Material supplied below:

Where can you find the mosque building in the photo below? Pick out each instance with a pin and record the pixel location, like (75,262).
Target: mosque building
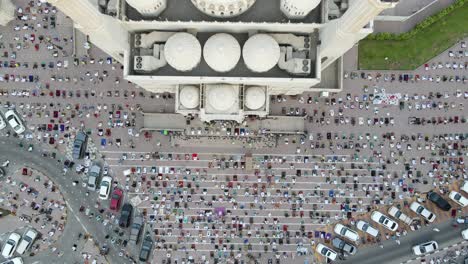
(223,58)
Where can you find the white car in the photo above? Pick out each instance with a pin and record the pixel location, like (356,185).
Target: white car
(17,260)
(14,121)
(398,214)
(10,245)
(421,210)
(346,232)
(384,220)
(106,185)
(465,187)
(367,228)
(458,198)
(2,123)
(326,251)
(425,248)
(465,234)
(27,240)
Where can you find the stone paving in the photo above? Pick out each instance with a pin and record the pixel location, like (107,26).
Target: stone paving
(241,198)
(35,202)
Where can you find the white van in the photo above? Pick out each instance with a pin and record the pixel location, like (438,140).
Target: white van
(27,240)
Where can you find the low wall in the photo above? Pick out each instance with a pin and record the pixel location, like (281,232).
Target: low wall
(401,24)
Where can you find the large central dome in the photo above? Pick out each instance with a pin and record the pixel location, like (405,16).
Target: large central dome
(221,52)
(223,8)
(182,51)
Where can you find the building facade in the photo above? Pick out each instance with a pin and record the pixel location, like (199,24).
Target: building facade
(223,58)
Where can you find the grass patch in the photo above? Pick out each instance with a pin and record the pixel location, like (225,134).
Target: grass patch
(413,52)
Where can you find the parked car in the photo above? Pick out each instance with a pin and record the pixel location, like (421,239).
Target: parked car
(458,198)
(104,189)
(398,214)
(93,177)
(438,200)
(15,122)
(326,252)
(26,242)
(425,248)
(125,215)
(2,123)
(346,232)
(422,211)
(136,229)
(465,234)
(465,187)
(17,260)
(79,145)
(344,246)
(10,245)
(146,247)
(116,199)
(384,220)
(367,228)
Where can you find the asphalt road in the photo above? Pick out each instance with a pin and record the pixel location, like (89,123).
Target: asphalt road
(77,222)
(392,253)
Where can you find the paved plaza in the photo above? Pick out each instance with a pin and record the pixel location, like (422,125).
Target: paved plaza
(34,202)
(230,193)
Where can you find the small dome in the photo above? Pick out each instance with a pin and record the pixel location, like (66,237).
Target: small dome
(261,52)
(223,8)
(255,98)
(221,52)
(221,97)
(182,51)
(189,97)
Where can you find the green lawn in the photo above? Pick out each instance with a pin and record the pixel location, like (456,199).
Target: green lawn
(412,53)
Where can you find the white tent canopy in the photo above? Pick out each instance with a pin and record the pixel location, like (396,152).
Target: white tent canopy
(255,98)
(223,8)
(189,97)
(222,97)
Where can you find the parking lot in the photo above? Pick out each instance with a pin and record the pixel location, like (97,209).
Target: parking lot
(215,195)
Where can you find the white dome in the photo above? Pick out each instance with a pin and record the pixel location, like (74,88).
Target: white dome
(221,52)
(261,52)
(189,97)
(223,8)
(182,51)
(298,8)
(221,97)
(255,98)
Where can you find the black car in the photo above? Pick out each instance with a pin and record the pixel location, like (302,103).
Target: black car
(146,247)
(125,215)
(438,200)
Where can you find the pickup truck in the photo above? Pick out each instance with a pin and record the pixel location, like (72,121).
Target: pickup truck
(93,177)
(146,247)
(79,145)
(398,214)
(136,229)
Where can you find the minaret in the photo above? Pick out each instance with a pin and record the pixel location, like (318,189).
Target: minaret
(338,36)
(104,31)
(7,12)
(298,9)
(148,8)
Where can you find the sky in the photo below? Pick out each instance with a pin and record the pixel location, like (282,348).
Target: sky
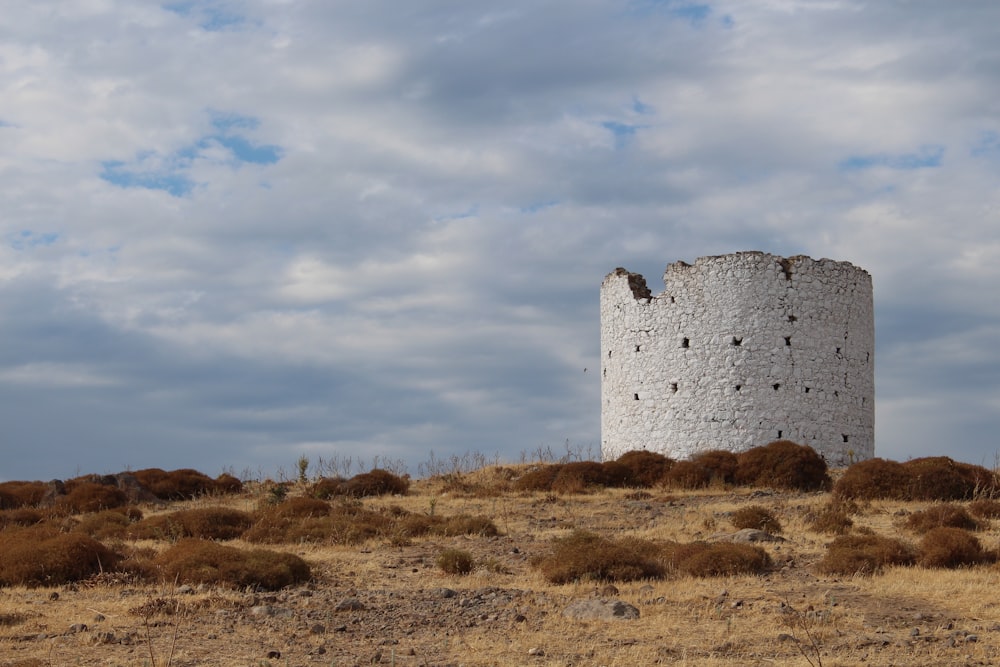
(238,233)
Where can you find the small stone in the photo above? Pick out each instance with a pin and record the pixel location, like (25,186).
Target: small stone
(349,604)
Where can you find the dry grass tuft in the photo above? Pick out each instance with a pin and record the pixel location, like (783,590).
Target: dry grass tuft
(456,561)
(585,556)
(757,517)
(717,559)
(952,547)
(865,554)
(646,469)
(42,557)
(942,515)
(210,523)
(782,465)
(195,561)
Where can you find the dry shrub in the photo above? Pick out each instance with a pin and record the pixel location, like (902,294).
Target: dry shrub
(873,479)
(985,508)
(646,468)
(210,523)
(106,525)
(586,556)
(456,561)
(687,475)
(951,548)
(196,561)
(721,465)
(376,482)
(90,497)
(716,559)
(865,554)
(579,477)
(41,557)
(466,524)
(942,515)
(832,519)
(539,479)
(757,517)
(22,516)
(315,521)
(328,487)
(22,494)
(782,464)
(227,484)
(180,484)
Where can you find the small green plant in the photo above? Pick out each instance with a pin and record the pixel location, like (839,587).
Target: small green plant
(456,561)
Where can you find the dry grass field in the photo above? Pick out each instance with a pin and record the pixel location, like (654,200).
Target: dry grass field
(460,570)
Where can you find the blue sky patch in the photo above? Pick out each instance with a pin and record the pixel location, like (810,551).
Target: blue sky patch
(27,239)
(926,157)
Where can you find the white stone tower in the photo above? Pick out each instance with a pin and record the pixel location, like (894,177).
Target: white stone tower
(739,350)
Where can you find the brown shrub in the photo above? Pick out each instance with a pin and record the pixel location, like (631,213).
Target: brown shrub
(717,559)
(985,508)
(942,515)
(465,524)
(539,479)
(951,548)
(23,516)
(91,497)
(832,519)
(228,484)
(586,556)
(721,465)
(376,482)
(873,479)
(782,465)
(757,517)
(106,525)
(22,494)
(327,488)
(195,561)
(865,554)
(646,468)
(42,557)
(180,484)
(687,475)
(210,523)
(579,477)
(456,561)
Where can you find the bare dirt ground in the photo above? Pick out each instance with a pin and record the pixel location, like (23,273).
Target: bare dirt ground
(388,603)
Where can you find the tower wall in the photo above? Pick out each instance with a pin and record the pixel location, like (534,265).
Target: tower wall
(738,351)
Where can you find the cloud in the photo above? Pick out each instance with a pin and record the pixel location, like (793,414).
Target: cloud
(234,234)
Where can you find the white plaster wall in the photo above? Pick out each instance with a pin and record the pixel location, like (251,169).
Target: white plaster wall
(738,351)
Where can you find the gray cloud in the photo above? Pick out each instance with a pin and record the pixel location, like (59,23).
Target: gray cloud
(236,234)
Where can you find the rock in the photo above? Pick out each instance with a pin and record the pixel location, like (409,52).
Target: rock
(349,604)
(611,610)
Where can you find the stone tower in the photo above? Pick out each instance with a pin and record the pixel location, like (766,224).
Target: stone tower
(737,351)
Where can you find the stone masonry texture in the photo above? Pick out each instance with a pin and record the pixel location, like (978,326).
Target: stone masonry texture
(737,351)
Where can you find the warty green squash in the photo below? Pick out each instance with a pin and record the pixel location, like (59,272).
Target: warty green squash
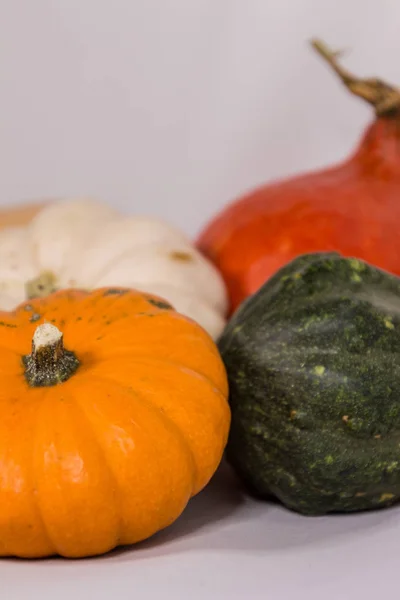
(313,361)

End of Material supplied.
Material supplied below:

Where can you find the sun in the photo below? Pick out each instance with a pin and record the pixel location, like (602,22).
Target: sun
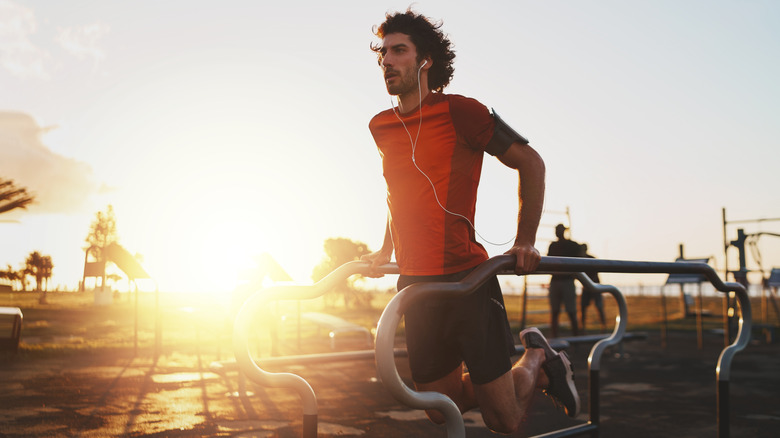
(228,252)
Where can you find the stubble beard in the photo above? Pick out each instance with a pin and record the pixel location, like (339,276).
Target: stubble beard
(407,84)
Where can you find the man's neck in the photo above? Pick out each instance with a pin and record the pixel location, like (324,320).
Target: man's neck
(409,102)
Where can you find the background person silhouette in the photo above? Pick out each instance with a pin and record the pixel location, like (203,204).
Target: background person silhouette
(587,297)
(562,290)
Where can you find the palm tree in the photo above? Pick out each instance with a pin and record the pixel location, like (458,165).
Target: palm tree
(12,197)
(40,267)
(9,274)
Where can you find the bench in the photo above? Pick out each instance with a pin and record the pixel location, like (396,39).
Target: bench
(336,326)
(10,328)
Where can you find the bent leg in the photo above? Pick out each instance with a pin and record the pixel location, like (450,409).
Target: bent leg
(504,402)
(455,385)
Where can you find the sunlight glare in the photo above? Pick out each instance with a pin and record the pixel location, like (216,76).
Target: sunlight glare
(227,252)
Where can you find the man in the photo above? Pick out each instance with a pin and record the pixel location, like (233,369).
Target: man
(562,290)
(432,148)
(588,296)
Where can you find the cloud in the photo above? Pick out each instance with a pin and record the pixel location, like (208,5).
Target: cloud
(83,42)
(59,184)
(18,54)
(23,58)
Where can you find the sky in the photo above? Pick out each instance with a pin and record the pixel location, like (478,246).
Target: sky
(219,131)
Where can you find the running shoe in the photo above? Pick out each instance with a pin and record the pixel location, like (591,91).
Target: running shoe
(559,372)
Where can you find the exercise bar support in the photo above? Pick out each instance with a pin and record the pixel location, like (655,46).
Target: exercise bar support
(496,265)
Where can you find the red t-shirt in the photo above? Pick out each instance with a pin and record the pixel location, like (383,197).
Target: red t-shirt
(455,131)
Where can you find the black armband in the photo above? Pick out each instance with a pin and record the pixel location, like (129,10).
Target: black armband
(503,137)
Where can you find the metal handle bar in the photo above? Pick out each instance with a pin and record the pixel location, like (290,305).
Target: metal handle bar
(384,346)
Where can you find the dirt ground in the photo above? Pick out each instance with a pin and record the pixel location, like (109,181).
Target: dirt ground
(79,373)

End of Material supplied.
Material supplied below:

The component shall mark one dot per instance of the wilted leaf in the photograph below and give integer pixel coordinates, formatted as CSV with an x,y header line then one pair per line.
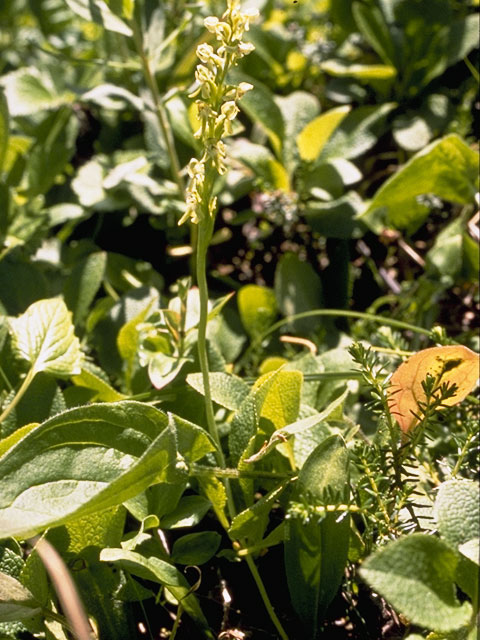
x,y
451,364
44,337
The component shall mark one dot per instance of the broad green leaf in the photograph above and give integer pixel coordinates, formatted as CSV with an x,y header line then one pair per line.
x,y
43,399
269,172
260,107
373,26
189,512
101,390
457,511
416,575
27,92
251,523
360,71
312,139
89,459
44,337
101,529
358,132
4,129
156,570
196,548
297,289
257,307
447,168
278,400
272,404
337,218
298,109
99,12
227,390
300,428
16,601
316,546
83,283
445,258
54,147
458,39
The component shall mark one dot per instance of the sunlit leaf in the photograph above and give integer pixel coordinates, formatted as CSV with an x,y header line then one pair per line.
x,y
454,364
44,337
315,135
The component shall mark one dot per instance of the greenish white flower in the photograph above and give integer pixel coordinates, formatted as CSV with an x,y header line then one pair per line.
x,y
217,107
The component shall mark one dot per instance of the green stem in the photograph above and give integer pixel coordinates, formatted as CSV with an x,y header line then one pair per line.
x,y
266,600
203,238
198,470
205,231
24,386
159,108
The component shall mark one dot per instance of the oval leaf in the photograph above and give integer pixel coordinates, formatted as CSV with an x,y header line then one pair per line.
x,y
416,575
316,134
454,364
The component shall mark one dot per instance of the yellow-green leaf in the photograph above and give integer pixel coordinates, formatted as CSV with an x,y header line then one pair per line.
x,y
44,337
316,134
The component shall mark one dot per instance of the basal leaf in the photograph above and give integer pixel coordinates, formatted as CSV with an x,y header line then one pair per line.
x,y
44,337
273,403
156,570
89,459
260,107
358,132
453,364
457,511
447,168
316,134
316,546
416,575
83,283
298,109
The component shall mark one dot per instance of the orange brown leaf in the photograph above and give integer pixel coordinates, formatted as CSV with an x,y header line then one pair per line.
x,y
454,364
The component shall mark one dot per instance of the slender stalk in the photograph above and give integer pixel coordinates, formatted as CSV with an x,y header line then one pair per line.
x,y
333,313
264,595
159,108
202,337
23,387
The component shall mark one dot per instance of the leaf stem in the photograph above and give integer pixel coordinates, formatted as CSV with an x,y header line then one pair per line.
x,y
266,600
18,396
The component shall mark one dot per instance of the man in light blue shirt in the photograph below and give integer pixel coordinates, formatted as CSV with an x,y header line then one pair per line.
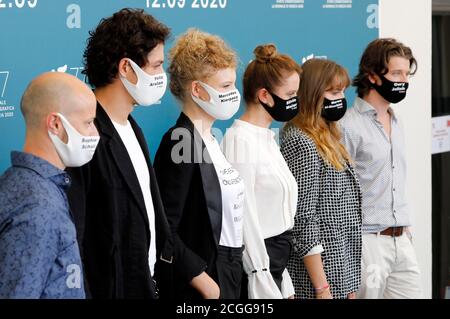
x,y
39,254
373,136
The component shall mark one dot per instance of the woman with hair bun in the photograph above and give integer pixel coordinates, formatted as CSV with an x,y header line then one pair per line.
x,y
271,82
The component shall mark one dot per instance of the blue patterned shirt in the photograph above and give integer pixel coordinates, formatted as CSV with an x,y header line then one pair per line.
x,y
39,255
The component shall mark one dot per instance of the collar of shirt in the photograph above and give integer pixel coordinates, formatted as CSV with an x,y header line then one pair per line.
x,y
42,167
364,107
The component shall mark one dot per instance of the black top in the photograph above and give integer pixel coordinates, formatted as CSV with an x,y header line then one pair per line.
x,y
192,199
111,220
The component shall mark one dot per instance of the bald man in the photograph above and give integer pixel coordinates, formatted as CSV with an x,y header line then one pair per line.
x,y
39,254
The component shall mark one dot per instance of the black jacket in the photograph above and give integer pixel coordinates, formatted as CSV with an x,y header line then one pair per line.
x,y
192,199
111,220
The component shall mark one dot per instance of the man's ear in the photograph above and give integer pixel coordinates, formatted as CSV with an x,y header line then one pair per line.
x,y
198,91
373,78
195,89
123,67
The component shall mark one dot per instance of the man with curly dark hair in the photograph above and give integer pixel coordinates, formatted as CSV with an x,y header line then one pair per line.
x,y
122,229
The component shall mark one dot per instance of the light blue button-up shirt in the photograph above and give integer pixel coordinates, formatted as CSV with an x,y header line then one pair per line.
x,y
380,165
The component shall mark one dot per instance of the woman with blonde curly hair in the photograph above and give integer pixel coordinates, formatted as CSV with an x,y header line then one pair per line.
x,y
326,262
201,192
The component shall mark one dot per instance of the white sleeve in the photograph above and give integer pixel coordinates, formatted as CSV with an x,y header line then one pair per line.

End of Material supplied.

Exercise directions
In the entries above, restate word for word the lines between the one holding "Target: small green plant" and the one holding "Where can you find the white stone", inclusive, and nothing besides.

Written reply
Target: small green plant
(456,561)
Where can you find the dry grass field in the photo above? Pick out each instance with a pin and record the pixel location, like (654,200).
Target: dry grass field
(460,570)
Where can you find the blue sky patch in the photo above? Pick out each instance with a pin and record the pixel location, like (810,551).
Target: blue sky patch
(27,239)
(926,157)
Where can you find the white stone tower in the photo above? Pick out each instance with a pin and record the pixel location, like (894,177).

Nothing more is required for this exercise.